Records for the exercise START

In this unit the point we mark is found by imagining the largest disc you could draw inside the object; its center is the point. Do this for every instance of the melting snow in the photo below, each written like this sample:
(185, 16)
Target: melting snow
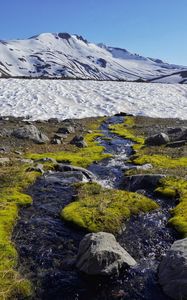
(44, 99)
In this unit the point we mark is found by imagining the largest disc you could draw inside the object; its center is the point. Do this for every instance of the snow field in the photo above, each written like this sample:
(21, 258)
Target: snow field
(44, 99)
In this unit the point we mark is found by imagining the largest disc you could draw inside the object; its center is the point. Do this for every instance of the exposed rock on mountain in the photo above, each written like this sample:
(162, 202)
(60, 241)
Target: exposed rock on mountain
(63, 55)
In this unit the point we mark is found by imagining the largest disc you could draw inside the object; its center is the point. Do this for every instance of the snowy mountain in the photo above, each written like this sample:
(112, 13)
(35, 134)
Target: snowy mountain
(63, 55)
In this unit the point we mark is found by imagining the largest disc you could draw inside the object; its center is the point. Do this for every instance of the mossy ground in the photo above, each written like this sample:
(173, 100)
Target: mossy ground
(101, 209)
(164, 160)
(82, 157)
(176, 188)
(13, 180)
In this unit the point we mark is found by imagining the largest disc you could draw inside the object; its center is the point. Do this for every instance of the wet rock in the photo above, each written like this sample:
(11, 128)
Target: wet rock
(3, 150)
(46, 159)
(65, 178)
(37, 168)
(30, 132)
(157, 139)
(56, 141)
(18, 152)
(60, 136)
(183, 135)
(174, 130)
(66, 168)
(4, 161)
(25, 161)
(5, 132)
(173, 271)
(143, 181)
(100, 254)
(66, 130)
(78, 141)
(176, 144)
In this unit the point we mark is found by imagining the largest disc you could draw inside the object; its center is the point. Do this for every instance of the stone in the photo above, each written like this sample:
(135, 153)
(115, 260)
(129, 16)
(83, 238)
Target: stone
(183, 135)
(173, 271)
(25, 161)
(46, 159)
(66, 130)
(66, 168)
(5, 132)
(37, 168)
(60, 136)
(174, 130)
(100, 254)
(157, 139)
(56, 141)
(4, 161)
(78, 141)
(142, 181)
(30, 132)
(18, 152)
(176, 144)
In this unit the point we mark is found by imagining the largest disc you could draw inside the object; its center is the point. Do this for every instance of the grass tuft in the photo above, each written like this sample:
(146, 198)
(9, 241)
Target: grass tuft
(101, 209)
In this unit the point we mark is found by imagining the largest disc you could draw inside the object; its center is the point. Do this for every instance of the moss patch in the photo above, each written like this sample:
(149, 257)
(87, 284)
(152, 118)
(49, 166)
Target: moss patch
(176, 187)
(101, 209)
(13, 180)
(126, 130)
(82, 157)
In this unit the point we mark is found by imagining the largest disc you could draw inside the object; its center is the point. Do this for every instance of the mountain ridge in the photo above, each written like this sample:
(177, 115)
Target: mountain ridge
(61, 55)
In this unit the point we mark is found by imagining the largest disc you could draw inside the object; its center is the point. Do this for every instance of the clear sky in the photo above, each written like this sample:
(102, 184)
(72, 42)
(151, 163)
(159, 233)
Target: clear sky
(155, 28)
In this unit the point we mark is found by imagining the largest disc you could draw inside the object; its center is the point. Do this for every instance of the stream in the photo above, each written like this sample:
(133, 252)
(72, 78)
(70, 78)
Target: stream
(47, 246)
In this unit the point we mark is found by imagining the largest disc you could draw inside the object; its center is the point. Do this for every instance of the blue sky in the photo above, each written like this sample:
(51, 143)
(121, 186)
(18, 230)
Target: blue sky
(155, 28)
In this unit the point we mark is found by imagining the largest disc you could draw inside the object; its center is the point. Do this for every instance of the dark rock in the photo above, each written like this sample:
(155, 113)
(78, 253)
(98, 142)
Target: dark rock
(37, 168)
(144, 181)
(66, 168)
(174, 130)
(4, 161)
(3, 150)
(66, 130)
(100, 254)
(183, 135)
(157, 139)
(30, 132)
(56, 141)
(18, 152)
(5, 132)
(46, 159)
(78, 141)
(173, 271)
(176, 144)
(60, 136)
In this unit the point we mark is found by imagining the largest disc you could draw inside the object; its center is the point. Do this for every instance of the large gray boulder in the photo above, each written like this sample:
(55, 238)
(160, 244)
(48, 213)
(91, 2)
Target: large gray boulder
(173, 271)
(69, 168)
(157, 139)
(30, 132)
(79, 141)
(142, 181)
(100, 254)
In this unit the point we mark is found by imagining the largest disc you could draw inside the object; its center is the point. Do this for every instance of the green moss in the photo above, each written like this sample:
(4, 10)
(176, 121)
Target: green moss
(161, 161)
(126, 130)
(13, 180)
(100, 209)
(177, 187)
(82, 157)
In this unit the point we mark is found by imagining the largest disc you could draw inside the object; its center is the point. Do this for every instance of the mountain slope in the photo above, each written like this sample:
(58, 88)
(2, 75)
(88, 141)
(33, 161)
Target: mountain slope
(64, 55)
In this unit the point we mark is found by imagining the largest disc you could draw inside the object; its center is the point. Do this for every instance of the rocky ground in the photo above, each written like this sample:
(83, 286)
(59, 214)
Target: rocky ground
(160, 146)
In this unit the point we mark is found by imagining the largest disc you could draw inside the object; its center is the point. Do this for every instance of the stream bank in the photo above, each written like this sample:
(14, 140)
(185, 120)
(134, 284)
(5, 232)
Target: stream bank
(48, 246)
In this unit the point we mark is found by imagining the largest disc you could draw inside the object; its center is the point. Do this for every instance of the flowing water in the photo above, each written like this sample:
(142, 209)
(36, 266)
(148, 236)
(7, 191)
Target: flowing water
(48, 246)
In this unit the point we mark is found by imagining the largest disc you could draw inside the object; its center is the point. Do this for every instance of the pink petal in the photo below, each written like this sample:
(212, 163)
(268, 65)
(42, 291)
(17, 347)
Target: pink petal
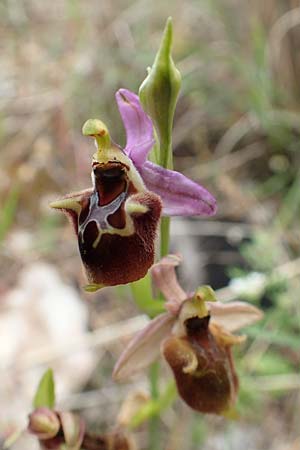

Records for the exercise END

Work item: Check every line above for the string "pink", and copy the ones that have it.

Result of this exercise:
In this unit the point we mark is found by imagining the largest disc you could draw inside the object; its center is the point. Do this for every instance of the pink petal in the photo below, each written like this sample:
Target: pink petal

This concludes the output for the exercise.